EXERCISE TASK | Rewrite the items from the first line through the line with "x=491 y=272" as a JSON list of strings, one string per line, skipping any blank lines.

--- BEGIN EXERCISE INPUTS ---

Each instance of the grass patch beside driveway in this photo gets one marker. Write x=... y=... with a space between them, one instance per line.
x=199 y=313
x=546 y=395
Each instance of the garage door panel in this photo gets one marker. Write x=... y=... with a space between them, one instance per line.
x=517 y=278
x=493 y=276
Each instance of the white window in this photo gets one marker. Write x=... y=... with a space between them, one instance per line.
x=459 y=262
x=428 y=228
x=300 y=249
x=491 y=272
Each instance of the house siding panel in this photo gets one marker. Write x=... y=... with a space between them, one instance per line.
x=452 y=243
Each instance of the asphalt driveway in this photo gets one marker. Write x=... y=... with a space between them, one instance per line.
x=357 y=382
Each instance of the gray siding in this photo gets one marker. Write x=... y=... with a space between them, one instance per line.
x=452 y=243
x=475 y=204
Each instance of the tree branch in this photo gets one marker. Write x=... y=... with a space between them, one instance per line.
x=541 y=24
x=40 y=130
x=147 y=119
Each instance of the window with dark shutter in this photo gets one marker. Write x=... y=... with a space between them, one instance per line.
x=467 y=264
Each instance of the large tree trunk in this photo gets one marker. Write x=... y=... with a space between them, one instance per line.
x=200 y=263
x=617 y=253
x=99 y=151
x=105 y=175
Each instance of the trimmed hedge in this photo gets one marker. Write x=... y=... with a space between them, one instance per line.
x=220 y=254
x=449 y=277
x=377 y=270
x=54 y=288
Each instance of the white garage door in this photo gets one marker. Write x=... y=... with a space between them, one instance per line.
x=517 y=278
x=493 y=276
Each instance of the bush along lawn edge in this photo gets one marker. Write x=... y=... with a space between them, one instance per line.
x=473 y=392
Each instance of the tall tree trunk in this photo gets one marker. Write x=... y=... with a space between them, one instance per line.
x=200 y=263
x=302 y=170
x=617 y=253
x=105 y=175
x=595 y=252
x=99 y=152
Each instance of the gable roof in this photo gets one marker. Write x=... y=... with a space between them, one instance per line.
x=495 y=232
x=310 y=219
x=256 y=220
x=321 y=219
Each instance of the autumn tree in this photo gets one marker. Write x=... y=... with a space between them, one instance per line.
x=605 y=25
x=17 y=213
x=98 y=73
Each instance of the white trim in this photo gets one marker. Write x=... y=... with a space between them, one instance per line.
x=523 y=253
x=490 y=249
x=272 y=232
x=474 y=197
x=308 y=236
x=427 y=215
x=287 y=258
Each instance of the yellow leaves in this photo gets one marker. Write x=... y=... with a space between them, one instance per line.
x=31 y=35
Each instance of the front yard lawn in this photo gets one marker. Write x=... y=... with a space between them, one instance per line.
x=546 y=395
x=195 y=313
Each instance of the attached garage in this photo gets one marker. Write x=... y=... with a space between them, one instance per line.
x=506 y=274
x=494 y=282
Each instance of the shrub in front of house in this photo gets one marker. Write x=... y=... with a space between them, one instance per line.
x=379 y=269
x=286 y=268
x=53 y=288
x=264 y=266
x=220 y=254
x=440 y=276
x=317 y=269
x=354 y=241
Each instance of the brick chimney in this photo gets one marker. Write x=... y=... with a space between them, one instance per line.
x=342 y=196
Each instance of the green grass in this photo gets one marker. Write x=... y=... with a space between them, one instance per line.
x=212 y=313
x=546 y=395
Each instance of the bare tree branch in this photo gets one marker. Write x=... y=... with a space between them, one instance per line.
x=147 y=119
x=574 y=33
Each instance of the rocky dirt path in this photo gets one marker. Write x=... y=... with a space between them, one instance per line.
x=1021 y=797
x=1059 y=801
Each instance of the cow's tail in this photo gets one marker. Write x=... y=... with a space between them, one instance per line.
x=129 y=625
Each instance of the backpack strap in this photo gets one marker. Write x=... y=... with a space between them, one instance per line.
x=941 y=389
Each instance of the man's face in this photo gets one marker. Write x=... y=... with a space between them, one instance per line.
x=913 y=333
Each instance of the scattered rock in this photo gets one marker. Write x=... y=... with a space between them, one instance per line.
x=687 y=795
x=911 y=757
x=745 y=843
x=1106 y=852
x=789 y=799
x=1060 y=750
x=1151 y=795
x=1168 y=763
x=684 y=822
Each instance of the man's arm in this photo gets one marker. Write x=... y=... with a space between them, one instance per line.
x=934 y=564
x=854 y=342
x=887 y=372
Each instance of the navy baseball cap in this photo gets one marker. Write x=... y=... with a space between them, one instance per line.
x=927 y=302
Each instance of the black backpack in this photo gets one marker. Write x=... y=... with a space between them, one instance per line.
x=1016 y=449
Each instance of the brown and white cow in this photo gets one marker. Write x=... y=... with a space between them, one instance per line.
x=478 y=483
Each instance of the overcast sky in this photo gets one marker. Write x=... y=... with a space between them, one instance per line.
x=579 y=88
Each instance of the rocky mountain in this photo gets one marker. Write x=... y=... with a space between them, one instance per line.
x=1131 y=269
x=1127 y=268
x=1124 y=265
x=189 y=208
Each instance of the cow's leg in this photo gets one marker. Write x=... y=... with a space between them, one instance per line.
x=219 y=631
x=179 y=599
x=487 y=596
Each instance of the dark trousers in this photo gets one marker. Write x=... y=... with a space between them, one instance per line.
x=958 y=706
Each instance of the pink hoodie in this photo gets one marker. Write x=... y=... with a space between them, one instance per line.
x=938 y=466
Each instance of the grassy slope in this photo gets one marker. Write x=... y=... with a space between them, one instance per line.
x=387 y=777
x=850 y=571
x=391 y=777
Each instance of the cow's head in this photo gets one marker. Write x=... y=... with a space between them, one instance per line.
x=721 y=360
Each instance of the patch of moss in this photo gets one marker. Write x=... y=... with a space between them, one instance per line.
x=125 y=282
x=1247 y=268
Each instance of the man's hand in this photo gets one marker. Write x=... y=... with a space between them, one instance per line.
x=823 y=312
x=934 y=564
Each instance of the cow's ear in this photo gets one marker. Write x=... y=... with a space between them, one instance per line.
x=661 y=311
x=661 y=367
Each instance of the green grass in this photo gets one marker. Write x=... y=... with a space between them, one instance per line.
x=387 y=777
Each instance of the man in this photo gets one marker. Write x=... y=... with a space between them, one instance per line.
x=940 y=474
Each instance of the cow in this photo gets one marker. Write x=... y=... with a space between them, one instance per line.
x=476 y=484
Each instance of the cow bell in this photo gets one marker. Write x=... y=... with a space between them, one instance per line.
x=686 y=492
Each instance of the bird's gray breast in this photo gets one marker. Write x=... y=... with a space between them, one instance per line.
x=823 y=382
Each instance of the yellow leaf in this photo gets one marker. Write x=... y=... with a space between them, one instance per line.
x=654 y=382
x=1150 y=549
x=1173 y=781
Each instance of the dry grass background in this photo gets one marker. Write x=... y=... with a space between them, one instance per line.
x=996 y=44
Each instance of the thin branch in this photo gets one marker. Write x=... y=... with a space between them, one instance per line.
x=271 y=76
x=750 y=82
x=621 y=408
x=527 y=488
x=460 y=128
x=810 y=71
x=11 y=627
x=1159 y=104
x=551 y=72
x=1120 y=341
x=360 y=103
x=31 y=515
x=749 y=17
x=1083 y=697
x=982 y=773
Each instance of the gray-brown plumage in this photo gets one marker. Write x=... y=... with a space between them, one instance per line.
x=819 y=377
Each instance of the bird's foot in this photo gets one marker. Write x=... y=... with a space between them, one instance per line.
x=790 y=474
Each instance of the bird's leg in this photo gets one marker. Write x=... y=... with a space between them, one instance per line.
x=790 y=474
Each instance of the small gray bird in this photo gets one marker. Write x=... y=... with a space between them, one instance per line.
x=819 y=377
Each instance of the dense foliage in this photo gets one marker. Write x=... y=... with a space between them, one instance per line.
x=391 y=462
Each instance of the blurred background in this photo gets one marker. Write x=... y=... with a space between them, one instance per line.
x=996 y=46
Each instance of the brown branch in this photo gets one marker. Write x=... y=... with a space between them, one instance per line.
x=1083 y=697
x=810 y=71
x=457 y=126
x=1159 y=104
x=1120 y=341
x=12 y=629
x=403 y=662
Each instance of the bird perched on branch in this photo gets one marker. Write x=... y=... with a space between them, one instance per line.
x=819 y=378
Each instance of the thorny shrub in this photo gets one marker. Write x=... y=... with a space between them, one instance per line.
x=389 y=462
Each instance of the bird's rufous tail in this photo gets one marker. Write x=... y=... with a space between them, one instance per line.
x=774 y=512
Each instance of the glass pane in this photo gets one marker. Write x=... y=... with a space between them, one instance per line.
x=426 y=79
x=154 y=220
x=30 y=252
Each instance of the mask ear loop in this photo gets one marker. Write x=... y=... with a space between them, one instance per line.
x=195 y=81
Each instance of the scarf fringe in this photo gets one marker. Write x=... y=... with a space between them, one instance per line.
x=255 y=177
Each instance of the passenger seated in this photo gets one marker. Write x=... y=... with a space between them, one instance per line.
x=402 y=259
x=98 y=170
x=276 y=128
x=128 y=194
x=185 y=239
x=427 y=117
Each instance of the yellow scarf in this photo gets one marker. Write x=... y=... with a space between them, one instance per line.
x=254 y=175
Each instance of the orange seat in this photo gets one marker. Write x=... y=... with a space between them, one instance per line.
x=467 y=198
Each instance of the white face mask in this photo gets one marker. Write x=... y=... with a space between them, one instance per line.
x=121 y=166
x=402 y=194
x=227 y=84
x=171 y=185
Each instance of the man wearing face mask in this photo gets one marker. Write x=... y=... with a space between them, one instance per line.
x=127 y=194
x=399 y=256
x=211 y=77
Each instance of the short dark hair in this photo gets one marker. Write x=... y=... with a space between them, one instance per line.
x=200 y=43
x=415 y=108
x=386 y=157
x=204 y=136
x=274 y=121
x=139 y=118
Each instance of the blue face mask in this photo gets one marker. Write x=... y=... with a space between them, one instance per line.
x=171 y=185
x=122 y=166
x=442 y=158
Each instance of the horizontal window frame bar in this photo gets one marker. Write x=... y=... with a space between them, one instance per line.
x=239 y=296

--- END EXERCISE INPUTS ---

EXPECTED ANSWER |
[
  "Each instance of the grass patch beside driveway in this photo gets one marker. Write x=... y=... with a space between them, one instance per line.",
  "x=199 y=313",
  "x=546 y=395",
  "Each instance of the garage door panel in this photo gets one marker. Write x=... y=... with a space between them, one instance per line.",
  "x=517 y=278",
  "x=493 y=276",
  "Each instance of the white window in this photo gets one marker. Write x=... y=... with a space between them, one instance per line.",
  "x=459 y=262",
  "x=428 y=228",
  "x=300 y=249",
  "x=491 y=272"
]